**EXERCISE REQUIREMENTS:** Arrange the records below as a Markdown table with the columns "Row" and "Line", numbering each line and omitting any blank lines.

· · · · ·

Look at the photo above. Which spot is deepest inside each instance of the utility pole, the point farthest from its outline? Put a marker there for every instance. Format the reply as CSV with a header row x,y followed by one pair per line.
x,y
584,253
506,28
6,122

· · · · ·

**OUTPUT FOR THIS EXERCISE:**
| Row | Line |
|---|---|
| 1 | Look at the photo above. Which spot is deepest inside each instance of the utility pole, the point farthest from its outline? Put a marker there for every instance. Format the reply as CSV with a header row x,y followed by one pair per line. |
| 2 | x,y |
| 3 | 584,253 |
| 4 | 506,28 |
| 5 | 6,122 |